● **Text block**
Initially we need to establish the exact situation we are facing because not all flop raises are the same.

1. Positions

The first relevant factor are the positions of the players involved. Assuming we are the open-raiser, the earlier the position we are in, the tighter our opponents cold-calling range is likely to be. We are perceived as stronger when we open in early and are less likely to be raised or check/raised.
It's not impossible we will be bluff-raised on the flop after opening from EP or MP, but most players have a tendency to bluff more when we open from BTN, CO, SB. Our opening range is wider which often leads to more aggression from our opponent.

2. Number of Players

This is absolutely crucial, especially at the lower limits. As soon as there are 3 or more players on the flop, the chances of bluff-raises occurring dramatically decrease. It can actually be good to throw out some flop-raises multi-way for this reason, we represent much more strength than in the heads-up situation. Players at slightly higher limits understand this and will have a default flop bluff-raising range in multi-way pots. In lower limits we can likely automatically fold any non-premium when facing a raise multi-way.
We only know our true price for drawing if we are the last to act on a certain round.
Assuming we hold some type of draw, facing a raise in multi-way pots can be advantageous. Perhaps we don't quite get the right price in a HU situation to continue, but with the extra player/s in the pot we now have a pretty comfortable call. Naturally in such situations we also need to consider if we are closing the action after we face a raise. We only know our true price for drawing if we are the last to act on a certain round. If we call a flop-raise and there are still players to act behind us, we may face additional action and get blown off our draw.

● **Stored rows**
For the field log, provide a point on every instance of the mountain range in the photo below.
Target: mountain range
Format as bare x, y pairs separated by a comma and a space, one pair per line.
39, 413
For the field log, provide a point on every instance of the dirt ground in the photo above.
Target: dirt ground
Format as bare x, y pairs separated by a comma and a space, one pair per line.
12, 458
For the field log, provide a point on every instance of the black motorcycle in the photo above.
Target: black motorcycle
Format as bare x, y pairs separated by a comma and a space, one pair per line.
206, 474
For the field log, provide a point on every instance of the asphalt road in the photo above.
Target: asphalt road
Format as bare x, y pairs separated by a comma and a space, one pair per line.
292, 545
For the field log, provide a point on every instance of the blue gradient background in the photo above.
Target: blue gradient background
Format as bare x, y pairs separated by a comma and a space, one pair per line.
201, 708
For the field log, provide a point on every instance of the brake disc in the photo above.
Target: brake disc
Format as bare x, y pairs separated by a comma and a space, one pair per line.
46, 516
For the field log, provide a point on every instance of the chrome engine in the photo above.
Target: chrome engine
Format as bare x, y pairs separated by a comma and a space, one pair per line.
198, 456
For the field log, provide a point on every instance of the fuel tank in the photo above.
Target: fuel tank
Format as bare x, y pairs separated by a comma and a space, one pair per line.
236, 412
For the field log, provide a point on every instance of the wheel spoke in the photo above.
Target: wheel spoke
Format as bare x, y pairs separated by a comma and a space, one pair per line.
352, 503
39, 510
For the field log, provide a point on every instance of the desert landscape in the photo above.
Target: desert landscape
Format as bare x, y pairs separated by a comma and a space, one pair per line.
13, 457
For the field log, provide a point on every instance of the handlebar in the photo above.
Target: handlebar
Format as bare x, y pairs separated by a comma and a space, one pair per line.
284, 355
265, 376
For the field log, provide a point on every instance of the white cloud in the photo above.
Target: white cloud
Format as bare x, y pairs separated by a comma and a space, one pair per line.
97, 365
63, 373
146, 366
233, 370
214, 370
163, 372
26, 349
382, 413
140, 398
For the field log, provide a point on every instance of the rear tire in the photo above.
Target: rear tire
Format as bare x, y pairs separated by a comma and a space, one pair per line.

● **Short task**
Can you carry on the poker article about facing flop raises, picking up right after its last sentence?

● **Solved exercise**
3. Preflop Action

So far we have primarily been referring to single-raised pots. Bluff-raises can occur in any situation though. 3bet pots, 4bet pots etc. For the most part it seems the average player is less inclined to have a bluff-raising range in 3bet or 4bet pots compared to their propensity to bluff in single-raised or limped pots. For the majority of players there is a point where the pot is large enough that they will start to play the game honestly based on the strength of their holding. As a rough guide, the more bloated the pot preflop, the less we should expect bluff-raises postflop. This rule wont apply to all players though, as soon as we have specific reads we can start making a judgement on a player-by-player basis.

4. Initiative

A player does not necessarily have to be the cold-caller preflop and face a flop c-bet in order to bluff-raise the flop. They might actually be the preflop aggressor, decide to skip their cbet OOP and go for a check/raise. In reality good players should be doing this almost as often as they check/raise as the cold-caller. In practice this simply doesn't happen. The vast majority of players are not at the level where they think about check/raise bluffing as the PFR.
If they want to bluff in this situation they will generally just fire a cbet. So check/raises from the PFR are rare overall and generally represent nutted holdings. Players are often far more creative with strong value-hands than they are with bluffs. So usually if we see a player taking a strange unorthodox line, it's slightly more likely they are getting tricky with a value-hand as opposed to bluffing.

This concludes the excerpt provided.